*What you have to do:*
Extract, unchanged, the lines that start with the line containing "Study the photograph above. Where on each instance of the red" and run through the end of the entries.

(Records of labeled points)
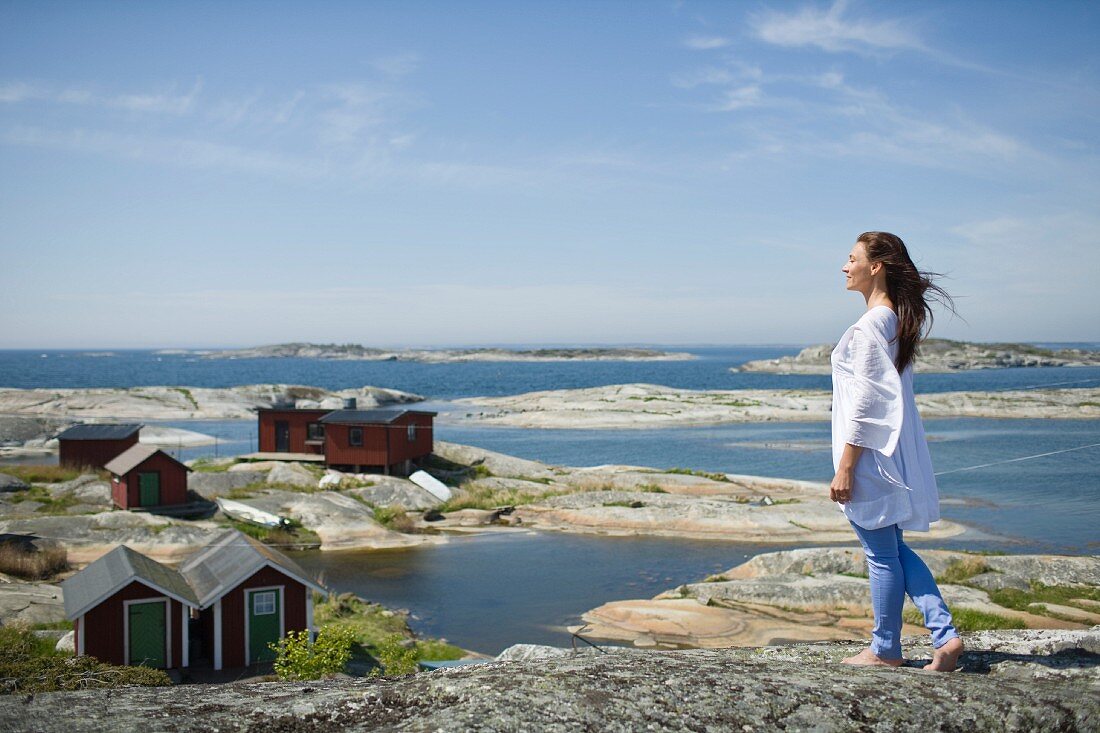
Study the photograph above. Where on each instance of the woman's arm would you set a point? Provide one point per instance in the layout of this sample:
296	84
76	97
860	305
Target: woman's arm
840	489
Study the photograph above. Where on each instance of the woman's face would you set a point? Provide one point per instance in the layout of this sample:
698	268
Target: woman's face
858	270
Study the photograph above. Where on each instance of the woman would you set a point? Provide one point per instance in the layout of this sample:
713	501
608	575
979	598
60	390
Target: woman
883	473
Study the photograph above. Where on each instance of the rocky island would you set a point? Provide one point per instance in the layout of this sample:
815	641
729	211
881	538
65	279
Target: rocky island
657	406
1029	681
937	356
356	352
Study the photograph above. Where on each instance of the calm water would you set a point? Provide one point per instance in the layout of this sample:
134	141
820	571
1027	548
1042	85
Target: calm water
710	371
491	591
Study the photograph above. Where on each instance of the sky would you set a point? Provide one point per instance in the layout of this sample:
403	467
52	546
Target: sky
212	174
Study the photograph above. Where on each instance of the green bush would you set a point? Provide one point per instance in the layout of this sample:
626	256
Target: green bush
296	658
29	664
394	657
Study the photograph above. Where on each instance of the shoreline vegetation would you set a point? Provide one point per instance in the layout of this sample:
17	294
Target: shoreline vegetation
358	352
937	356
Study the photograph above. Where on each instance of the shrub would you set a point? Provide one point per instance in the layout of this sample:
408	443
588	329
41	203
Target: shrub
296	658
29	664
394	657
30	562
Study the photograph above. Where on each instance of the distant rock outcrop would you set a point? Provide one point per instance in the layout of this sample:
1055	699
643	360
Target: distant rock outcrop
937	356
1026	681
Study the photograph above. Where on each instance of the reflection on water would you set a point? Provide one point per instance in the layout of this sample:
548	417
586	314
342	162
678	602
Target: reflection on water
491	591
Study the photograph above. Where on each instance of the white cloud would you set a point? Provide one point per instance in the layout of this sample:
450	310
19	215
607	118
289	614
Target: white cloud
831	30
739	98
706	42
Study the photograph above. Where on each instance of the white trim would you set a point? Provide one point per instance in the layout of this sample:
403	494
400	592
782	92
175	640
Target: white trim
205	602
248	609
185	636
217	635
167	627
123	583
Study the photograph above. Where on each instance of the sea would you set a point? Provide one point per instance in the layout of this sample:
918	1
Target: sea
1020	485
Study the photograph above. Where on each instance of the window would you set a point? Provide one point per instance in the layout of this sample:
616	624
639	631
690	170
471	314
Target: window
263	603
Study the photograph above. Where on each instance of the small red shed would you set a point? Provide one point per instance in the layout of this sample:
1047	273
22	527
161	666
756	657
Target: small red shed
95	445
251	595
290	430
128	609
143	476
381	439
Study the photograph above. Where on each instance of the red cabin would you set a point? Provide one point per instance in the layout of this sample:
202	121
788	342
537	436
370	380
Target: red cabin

*The answer:*
Study the photograph above. Where on each instance of the red cabin would you set a point? Provide one point per instance in the layout of this sample:
202	121
788	342
537	436
370	380
Target: red cabin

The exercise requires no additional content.